(Dataset excerpt)
────

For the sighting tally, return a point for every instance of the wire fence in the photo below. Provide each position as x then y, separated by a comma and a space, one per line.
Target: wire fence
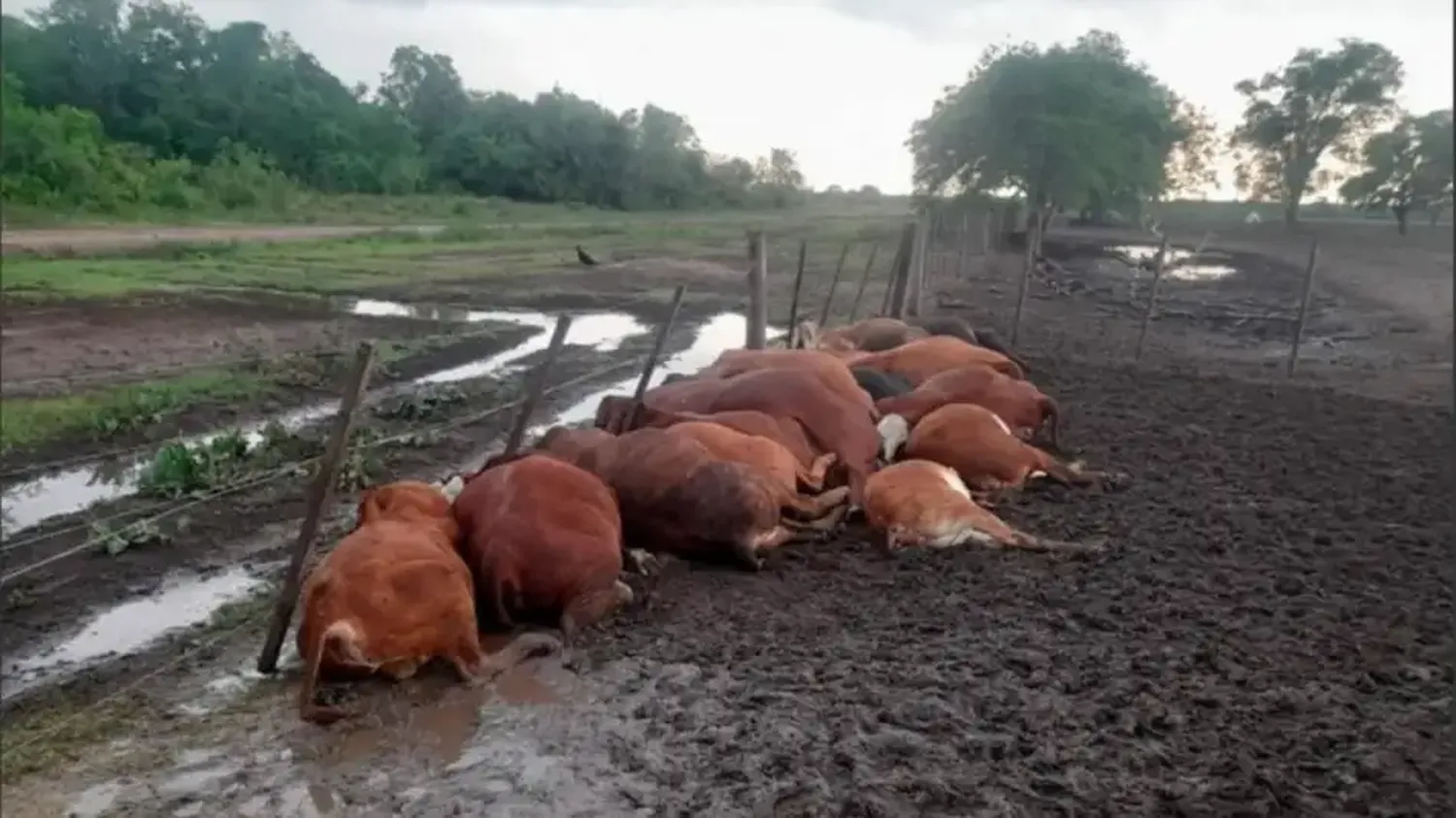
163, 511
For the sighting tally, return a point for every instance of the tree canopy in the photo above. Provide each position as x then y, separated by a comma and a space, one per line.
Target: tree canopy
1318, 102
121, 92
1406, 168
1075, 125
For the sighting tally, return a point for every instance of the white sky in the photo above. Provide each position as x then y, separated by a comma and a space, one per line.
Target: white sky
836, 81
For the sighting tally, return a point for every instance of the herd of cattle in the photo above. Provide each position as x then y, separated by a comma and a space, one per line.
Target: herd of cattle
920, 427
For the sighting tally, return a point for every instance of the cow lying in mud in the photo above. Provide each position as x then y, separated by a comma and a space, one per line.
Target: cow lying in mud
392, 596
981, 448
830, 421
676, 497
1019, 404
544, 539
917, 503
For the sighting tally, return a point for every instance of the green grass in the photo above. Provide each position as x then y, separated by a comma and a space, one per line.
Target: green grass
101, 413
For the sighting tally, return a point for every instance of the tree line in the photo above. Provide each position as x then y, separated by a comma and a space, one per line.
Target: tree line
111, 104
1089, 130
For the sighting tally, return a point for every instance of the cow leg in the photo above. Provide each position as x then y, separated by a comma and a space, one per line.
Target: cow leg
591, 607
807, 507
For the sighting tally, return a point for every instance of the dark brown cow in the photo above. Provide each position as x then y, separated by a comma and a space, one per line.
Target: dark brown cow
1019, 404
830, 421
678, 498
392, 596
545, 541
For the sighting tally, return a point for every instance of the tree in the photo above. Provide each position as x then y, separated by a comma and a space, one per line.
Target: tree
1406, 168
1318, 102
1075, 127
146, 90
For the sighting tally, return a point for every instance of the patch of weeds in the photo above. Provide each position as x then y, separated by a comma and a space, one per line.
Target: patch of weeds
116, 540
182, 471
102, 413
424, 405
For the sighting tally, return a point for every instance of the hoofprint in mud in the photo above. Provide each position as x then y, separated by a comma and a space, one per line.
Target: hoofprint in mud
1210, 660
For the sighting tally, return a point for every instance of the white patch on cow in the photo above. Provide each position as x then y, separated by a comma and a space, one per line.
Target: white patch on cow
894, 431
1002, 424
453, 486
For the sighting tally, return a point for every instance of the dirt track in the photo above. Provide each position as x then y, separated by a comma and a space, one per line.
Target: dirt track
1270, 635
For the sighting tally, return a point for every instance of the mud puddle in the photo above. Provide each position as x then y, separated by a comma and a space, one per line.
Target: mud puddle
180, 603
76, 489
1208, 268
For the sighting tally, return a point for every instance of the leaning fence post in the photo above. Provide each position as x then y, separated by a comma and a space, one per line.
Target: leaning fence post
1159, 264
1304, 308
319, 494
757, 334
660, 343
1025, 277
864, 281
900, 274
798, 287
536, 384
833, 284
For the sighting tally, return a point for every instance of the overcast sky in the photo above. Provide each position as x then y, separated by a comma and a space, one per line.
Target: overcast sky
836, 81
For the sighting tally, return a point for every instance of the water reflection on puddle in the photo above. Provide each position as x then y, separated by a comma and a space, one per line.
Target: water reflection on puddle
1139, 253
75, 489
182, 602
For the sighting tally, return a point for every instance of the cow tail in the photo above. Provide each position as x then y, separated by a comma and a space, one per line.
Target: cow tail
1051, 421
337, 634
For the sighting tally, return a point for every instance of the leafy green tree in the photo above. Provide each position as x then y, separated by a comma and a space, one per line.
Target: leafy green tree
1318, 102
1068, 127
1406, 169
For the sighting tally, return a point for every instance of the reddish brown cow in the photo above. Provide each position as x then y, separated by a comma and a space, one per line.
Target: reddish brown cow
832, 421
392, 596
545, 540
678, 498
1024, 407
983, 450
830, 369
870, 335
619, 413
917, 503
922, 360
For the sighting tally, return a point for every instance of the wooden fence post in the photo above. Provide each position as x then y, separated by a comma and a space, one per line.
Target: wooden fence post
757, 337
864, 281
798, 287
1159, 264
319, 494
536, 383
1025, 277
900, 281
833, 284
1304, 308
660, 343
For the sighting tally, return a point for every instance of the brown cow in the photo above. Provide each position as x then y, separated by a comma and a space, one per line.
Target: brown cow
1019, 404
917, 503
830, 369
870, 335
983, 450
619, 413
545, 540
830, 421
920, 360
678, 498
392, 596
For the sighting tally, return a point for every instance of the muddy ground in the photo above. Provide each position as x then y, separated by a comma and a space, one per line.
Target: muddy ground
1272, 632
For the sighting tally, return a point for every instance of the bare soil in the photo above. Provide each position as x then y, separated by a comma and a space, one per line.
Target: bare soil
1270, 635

────

Short task
Write the lines out exactly, from the one with "of the leafy" down to the last line of the listing, and leave out all others.

Result of the task
For the sighting tally, return a point for every instance of the leafy green tree in the photo above. Provide each position as x then y, separated by a comma and a space, one per line.
Target: leafy green tree
1318, 102
1068, 127
1406, 169
For the sighting tally, return a point for every instance of the reddish brown cow in the photo above. Provide each position as x then y, separated by a comma and a space, one per line.
Target: reddish brown cow
832, 421
392, 596
545, 540
678, 498
1024, 407
983, 450
830, 369
870, 335
619, 413
917, 503
922, 360
For the sighting tally, return a point for every instance of the wooden fence post in the photo above. Provide each position as x then y, separated by a comma and a space, one per line.
Target: wooden fence post
757, 337
864, 281
798, 287
1159, 264
319, 494
536, 383
1025, 277
900, 281
833, 284
1304, 308
660, 343
For the sighting tally, return a point for every instance of the brown cow in the photo above. Provide each position as x then y, separated by a comma and a space, one per line.
Target: brown cow
1019, 404
917, 503
830, 369
870, 335
983, 450
619, 413
545, 540
830, 421
920, 360
678, 498
392, 596
For the sighting tally, return a point for every instance of the muddy ground in the photo above. Provide each position as x then y, separated by a comma and a space, one per line.
Target: muddy ground
1272, 632
For the sighting tally, return a point for every instance of the bare soil in the photo above. Provide each position as x then y, separated by a comma and a space, one per line.
Target: bare soil
1270, 635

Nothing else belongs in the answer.